_What you need to do_.
List the lines from the one containing "Exercise. Point out the sponsor" to the one containing "[(246, 170), (221, 176), (77, 185)]" as a numbered list, leaving out any blank lines.

Point placement records
________________________

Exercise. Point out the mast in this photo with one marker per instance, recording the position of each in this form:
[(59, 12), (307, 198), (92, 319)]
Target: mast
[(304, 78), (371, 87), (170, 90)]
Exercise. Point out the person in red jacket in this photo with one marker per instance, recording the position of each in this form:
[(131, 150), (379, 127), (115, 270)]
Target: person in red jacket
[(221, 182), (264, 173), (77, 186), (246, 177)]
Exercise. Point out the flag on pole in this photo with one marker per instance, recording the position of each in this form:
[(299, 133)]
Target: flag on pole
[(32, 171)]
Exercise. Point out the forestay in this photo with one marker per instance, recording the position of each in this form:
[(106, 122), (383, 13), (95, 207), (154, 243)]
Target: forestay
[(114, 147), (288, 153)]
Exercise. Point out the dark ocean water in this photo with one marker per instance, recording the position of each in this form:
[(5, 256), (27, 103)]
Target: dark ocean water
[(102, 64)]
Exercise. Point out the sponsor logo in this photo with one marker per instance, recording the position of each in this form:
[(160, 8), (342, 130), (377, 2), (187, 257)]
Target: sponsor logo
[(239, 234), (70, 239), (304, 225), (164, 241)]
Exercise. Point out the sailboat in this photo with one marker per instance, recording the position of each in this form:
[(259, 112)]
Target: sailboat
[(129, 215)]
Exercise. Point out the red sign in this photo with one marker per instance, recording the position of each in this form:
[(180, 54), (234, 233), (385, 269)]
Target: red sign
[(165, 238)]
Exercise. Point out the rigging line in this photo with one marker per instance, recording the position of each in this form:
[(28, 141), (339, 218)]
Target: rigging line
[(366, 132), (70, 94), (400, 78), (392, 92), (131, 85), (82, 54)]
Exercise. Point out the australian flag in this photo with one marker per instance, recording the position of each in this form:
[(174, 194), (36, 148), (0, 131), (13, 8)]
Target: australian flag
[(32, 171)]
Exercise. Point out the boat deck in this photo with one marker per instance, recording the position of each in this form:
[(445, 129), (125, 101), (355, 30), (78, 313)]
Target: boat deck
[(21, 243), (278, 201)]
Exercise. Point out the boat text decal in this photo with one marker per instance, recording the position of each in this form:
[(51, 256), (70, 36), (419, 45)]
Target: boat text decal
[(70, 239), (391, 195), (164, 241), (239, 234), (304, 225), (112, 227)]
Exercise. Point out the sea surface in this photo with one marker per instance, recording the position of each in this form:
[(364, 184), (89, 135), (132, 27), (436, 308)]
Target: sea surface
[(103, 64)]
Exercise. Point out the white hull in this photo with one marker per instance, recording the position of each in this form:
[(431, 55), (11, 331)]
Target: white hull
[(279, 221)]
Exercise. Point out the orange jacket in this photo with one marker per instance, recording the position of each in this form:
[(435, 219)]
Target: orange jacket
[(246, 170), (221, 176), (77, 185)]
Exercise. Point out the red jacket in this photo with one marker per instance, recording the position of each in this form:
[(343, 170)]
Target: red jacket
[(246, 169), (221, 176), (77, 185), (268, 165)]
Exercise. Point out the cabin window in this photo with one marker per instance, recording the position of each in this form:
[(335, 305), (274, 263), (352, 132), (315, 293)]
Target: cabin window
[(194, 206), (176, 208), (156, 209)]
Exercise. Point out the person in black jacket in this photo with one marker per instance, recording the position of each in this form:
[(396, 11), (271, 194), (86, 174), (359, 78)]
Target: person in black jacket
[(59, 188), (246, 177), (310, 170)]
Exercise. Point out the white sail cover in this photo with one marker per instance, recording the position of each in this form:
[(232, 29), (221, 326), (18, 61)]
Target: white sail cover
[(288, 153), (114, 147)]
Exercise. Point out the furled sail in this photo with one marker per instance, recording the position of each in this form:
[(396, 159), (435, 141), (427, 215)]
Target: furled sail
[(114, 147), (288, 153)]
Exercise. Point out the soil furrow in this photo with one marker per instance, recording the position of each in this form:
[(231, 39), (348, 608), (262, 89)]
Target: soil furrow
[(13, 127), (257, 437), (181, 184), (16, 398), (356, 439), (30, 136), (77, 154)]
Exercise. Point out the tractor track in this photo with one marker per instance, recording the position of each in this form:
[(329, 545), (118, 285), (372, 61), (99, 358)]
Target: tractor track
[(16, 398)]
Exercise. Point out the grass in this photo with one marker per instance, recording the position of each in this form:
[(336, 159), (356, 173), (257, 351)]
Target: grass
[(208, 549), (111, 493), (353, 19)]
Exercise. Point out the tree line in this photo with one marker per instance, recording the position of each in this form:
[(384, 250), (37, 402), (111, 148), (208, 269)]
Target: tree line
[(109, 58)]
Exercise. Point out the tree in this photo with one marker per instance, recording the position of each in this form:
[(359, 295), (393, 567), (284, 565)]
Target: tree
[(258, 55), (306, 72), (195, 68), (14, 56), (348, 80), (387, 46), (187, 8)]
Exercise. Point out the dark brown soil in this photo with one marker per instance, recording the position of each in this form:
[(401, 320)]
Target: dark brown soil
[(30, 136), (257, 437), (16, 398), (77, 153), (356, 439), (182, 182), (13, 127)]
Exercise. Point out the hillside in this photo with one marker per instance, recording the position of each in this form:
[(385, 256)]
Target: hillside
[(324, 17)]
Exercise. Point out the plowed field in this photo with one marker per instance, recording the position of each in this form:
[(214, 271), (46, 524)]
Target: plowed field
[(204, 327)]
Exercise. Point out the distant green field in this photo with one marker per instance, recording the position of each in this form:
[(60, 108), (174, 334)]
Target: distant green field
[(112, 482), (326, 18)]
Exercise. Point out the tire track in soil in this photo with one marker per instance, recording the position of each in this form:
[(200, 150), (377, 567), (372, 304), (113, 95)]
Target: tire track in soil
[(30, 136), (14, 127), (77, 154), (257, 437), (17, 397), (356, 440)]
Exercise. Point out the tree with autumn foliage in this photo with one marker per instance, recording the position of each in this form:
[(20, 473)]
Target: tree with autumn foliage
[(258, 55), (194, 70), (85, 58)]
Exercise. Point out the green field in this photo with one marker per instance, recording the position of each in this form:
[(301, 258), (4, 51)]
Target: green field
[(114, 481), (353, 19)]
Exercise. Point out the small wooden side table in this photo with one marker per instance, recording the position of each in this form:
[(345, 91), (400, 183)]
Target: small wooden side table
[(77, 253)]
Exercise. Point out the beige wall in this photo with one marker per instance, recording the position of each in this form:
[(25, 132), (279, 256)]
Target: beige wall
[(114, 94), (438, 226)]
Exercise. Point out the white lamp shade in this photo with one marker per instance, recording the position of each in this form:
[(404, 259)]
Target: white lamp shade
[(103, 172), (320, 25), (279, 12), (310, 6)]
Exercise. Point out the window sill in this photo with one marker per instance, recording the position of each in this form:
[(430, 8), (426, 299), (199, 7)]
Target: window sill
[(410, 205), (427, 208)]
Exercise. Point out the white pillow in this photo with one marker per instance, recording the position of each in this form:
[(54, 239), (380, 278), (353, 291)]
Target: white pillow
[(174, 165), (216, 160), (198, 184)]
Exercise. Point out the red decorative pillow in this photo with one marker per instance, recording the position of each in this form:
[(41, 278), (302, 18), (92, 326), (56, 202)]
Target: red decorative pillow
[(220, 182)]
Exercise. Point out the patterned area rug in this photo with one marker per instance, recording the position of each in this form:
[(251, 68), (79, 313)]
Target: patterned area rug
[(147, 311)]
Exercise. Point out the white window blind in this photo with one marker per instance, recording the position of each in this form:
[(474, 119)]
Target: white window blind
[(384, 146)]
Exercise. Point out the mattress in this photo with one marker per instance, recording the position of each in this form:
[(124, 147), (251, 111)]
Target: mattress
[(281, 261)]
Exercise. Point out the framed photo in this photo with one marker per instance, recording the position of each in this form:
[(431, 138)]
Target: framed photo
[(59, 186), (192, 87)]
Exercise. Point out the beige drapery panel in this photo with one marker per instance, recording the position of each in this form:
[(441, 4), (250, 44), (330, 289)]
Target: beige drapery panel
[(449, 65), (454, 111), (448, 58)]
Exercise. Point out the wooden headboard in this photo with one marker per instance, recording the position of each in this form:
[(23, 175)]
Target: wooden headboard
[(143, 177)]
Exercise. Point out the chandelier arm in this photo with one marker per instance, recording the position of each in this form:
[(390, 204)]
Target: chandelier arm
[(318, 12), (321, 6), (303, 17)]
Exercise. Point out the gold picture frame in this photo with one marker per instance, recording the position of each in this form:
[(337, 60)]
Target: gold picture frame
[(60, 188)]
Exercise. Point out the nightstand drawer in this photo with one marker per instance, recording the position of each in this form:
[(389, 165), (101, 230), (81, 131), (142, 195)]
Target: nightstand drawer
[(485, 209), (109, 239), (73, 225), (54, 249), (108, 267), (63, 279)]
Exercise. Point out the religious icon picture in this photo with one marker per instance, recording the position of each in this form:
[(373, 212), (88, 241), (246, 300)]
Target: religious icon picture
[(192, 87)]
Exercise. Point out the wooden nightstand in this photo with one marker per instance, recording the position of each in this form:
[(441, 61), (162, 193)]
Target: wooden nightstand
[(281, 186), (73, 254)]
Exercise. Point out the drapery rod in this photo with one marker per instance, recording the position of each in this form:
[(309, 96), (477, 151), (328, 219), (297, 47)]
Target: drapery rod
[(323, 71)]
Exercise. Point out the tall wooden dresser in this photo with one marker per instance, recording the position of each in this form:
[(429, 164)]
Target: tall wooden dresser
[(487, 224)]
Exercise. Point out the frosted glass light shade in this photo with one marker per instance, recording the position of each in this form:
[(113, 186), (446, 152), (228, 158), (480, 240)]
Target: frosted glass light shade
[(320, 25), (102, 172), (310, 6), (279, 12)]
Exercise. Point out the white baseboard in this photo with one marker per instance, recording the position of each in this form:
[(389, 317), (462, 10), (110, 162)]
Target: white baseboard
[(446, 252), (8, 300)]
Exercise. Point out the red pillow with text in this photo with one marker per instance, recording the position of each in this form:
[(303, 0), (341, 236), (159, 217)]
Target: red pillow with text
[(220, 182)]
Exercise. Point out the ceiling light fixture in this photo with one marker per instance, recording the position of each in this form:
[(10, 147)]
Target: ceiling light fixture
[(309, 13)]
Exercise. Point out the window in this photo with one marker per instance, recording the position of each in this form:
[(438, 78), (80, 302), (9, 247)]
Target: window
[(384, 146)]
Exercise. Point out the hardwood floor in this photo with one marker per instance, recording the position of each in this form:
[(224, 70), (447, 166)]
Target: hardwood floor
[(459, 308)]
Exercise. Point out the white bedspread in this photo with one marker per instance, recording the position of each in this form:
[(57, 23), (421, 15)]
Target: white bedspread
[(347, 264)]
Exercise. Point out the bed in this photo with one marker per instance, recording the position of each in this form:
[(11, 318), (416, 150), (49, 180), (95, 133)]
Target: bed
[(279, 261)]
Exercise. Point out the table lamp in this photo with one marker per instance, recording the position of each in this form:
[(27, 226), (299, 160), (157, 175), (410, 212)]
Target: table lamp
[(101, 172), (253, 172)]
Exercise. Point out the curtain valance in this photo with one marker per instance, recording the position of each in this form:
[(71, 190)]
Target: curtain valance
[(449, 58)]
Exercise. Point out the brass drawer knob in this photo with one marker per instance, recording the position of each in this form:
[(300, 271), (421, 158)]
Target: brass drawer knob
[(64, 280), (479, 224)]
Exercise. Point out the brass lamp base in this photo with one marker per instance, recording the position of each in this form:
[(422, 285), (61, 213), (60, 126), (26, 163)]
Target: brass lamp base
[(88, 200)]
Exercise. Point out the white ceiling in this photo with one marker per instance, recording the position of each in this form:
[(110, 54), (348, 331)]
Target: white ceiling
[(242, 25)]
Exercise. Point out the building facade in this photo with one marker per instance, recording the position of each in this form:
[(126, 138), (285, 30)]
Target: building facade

________________________

_Answer for the task_.
1. Exercise. Point out the sponsor logo in this photo with one marker per instance, recording the position of each in this form:
2. [(160, 8), (342, 130), (377, 2), (187, 257)]
3. Target: sponsor logo
4. [(239, 234), (70, 239), (304, 225), (164, 241)]
5. Exercise. Point out the sailboat in this photo with one marker per instance, recording the position of each in this form:
6. [(259, 112)]
7. Target: sailboat
8. [(129, 215)]
9. Exercise. Point out the red sign in this photo with one marker per instance, recording the position of each in this form:
10. [(180, 54), (234, 233), (385, 269)]
11. Target: red sign
12. [(165, 238)]
13. Exercise. Point out the rigging line in this photo with one marker per instance, recording the position of each in this form:
14. [(28, 141), (339, 218)]
15. Target: rigging line
16. [(366, 132), (70, 94), (400, 78), (392, 92), (131, 85), (82, 54)]
17. Exercise. Point out the australian flag in this photo with one marker per instance, recording the position of each in this form:
18. [(174, 194), (36, 148), (0, 131), (13, 8)]
19. Target: australian flag
20. [(32, 171)]
21. Exercise. Point out the boat deck in this photo with one marker per instance, recording the position of each in this form:
22. [(445, 129), (125, 101), (355, 30), (78, 313)]
23. Target: boat deck
24. [(21, 243), (278, 201)]
25. Exercise. Point out the boat text decal in this photo with one marker per instance, recording the position of each in this form:
26. [(51, 256), (70, 36), (419, 45)]
27. Target: boat text decal
28. [(70, 239), (391, 195), (164, 241), (239, 234), (304, 225), (112, 227)]
29. Exercise. Point out the sea surface in this photo with one marker per instance, recording the position of each in this form:
30. [(364, 184), (89, 135), (132, 27), (436, 308)]
31. Target: sea surface
32. [(103, 64)]
33. Exercise. Point out the white hull in this photo with one marker per instance, recording the position of each in this form:
34. [(431, 55), (11, 331)]
35. Target: white hull
36. [(279, 221)]
37. Exercise. Point out the orange jacket in this photo with one marker per instance, recording the position of each in this form:
38. [(435, 219)]
39. Target: orange jacket
40. [(246, 170), (221, 176), (77, 185)]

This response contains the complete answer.